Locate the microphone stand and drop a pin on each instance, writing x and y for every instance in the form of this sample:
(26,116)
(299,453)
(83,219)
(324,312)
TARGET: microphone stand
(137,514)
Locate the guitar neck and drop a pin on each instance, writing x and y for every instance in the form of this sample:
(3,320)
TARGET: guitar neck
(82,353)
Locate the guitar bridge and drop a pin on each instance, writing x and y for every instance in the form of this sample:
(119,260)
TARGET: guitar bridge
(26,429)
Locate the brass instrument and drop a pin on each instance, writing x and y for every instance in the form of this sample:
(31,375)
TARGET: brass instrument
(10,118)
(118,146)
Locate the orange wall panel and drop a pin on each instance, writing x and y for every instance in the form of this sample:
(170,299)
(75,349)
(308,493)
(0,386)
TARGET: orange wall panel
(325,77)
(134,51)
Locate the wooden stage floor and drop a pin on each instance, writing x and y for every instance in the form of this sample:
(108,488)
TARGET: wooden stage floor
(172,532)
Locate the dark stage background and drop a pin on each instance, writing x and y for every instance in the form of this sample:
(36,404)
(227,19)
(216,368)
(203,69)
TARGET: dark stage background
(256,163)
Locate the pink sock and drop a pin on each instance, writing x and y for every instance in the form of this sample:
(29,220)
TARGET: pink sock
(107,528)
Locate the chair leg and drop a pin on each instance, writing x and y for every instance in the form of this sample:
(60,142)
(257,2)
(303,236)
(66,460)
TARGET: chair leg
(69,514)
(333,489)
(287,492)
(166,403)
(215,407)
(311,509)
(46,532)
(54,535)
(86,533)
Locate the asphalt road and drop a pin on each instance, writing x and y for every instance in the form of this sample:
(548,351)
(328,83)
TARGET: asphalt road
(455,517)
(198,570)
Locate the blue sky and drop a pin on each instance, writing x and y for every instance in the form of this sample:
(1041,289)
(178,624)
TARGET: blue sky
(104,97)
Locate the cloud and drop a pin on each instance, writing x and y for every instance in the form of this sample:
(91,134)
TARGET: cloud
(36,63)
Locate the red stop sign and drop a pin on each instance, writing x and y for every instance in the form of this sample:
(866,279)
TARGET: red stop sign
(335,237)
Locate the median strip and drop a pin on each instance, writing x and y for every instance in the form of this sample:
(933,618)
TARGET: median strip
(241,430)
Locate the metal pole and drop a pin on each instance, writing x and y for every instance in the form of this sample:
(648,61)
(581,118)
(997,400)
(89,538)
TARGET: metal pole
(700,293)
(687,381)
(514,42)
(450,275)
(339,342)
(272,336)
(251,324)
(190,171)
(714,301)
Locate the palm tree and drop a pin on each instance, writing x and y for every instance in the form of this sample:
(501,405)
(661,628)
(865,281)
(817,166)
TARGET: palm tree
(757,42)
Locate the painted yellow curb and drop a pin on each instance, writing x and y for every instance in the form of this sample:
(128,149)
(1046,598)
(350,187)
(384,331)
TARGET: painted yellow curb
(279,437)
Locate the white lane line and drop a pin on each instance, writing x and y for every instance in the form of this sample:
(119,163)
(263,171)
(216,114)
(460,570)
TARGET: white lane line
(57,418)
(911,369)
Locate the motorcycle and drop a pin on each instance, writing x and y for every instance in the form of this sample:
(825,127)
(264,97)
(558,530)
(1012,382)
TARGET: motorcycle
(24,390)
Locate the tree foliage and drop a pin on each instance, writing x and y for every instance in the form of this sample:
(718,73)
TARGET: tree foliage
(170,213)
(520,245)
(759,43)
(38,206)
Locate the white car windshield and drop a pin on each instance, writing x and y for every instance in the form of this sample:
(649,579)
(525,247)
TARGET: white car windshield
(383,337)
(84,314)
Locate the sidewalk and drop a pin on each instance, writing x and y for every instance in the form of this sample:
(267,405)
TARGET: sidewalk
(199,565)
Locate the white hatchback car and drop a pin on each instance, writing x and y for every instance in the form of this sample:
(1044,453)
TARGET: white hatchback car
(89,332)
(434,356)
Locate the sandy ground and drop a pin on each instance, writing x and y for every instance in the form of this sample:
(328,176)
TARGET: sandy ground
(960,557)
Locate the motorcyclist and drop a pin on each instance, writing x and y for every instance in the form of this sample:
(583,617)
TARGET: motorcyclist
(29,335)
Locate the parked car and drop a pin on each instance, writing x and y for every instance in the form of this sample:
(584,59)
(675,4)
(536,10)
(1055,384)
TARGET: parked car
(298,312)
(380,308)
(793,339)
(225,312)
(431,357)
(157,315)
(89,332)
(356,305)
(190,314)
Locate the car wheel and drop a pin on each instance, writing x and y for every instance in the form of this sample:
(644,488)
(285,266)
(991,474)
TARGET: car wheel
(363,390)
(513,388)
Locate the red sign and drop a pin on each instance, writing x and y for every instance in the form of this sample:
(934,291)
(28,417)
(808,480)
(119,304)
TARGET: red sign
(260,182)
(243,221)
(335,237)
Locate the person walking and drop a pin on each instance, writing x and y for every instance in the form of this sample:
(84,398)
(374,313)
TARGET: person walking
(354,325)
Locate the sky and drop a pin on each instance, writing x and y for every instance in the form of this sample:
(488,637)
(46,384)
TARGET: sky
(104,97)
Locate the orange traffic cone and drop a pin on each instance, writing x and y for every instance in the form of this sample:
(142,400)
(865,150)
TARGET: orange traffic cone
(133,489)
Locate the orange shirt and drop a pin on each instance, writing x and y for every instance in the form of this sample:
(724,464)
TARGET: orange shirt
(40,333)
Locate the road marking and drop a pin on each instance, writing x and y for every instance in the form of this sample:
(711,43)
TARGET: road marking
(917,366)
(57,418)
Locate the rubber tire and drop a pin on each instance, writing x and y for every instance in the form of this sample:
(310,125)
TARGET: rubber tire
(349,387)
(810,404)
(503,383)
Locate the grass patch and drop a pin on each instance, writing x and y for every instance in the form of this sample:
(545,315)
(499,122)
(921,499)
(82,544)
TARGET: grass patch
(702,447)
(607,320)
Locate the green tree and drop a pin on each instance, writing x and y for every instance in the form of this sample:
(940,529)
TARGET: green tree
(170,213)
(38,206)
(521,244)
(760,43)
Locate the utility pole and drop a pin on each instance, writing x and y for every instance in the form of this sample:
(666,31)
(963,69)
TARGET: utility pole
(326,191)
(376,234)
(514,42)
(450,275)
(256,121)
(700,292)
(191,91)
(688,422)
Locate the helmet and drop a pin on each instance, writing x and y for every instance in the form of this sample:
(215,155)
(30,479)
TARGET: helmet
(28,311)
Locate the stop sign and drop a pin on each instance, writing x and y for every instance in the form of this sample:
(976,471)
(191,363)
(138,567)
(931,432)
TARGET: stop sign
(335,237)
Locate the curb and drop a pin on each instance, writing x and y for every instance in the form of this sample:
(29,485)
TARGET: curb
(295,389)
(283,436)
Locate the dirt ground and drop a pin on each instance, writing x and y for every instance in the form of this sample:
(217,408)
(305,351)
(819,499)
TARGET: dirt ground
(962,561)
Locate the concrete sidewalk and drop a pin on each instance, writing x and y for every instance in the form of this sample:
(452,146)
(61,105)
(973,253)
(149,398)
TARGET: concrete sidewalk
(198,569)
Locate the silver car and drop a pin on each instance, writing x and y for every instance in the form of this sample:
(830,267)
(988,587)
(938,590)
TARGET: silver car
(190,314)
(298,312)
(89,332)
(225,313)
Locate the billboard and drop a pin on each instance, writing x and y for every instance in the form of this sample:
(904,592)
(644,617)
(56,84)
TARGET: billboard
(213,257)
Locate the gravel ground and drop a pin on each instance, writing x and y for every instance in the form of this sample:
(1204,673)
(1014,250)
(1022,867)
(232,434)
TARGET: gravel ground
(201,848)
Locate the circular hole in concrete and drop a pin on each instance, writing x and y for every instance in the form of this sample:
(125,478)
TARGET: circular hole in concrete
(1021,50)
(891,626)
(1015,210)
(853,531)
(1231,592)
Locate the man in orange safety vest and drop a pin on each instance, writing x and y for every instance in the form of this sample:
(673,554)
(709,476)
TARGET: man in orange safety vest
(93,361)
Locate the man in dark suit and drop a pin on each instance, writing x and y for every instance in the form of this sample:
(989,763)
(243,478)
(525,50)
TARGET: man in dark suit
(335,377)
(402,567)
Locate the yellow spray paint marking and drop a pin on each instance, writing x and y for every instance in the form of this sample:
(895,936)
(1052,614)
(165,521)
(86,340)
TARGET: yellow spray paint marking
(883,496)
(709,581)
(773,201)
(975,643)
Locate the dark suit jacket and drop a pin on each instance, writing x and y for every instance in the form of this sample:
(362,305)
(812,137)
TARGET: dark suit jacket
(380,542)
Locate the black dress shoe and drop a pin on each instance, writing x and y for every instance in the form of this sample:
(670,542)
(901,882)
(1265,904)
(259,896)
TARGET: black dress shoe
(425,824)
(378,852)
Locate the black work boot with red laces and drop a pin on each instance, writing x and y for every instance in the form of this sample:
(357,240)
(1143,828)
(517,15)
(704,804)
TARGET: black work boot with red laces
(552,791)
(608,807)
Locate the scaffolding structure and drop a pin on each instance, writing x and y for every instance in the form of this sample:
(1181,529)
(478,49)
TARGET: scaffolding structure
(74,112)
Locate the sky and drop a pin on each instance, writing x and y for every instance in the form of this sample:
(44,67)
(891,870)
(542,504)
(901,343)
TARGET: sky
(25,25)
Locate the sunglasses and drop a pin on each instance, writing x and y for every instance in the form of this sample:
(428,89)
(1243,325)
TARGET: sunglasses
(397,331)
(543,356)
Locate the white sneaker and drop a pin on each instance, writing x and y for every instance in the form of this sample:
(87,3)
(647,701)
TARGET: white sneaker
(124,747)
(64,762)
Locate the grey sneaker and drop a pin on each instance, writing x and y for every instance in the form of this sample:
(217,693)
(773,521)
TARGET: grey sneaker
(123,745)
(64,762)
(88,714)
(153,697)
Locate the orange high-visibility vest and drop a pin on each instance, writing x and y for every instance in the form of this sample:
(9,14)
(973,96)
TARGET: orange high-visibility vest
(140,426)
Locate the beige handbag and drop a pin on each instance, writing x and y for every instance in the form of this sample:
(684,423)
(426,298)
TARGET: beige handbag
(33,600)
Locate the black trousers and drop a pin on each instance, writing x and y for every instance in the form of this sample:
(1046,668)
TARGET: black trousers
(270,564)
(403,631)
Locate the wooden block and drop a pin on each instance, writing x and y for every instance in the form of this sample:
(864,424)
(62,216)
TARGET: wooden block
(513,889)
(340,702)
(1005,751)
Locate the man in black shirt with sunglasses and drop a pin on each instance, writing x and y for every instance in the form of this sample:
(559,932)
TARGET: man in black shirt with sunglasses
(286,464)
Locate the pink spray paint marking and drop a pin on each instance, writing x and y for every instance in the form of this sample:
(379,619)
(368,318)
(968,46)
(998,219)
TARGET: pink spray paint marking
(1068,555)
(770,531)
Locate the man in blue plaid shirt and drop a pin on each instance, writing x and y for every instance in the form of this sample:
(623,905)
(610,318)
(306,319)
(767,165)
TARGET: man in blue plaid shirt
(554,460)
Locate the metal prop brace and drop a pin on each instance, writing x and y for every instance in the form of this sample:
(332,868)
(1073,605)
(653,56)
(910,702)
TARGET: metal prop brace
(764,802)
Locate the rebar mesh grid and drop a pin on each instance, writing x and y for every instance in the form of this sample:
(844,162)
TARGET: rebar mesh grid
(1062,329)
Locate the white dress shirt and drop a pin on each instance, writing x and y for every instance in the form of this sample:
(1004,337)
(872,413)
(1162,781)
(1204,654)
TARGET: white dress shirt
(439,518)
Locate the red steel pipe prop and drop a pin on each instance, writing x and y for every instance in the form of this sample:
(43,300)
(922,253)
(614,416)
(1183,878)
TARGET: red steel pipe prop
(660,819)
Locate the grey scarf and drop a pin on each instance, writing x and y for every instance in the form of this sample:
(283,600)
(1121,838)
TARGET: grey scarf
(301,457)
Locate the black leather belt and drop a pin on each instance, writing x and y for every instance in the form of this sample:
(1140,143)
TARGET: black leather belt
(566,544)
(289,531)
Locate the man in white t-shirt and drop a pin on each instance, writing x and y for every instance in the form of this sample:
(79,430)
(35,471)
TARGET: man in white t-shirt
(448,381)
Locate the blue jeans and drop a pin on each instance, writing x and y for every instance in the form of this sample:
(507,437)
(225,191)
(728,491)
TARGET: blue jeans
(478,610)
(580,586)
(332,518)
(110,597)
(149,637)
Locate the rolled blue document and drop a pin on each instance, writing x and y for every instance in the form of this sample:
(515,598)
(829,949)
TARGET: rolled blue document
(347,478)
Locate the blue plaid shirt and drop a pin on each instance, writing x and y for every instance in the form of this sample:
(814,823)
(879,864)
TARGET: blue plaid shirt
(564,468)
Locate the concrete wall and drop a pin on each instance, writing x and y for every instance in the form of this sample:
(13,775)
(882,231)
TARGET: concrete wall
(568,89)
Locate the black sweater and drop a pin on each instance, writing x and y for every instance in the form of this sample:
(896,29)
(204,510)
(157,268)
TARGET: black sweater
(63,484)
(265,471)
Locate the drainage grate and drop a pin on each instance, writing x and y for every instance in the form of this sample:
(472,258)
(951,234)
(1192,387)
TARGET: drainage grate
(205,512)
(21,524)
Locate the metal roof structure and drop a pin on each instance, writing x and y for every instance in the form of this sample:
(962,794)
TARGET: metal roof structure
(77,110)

━━━━━━━━━━

▶ What you need to do: Recast the part that opens with the line containing "Locate the concrete wall" and closes with the last line above as a Markdown table with two columns, Row and Entry. Number each row and leave out blank lines.

▶ Output for this exercise:
| Row | Entry |
|---|---|
| 1 | Locate the concrete wall and drop a pin on each instance, writing x and y for every instance in the form of this sample: |
| 2 | (13,775) |
| 3 | (882,231) |
| 4 | TARGET: concrete wall |
| 5 | (568,89) |
| 6 | Locate the black sweater and drop a pin on each instance, writing x and y for every instance in the form of this sample: |
| 7 | (896,29) |
| 8 | (204,510) |
| 9 | (157,268) |
| 10 | TARGET: black sweater |
| 11 | (63,484) |
| 12 | (265,471) |
| 13 | Locate the drainage grate and drop a pin on each instance, writing x and y for every instance in the form of this sample: |
| 14 | (472,258) |
| 15 | (951,234) |
| 16 | (1192,387) |
| 17 | TARGET: drainage grate |
| 18 | (205,512) |
| 19 | (21,524) |
| 20 | Locate the metal roof structure and drop a pin on each instance, writing x and y for every instance in the form of this sample: |
| 21 | (962,794) |
| 22 | TARGET: metal roof structure |
| 23 | (77,110) |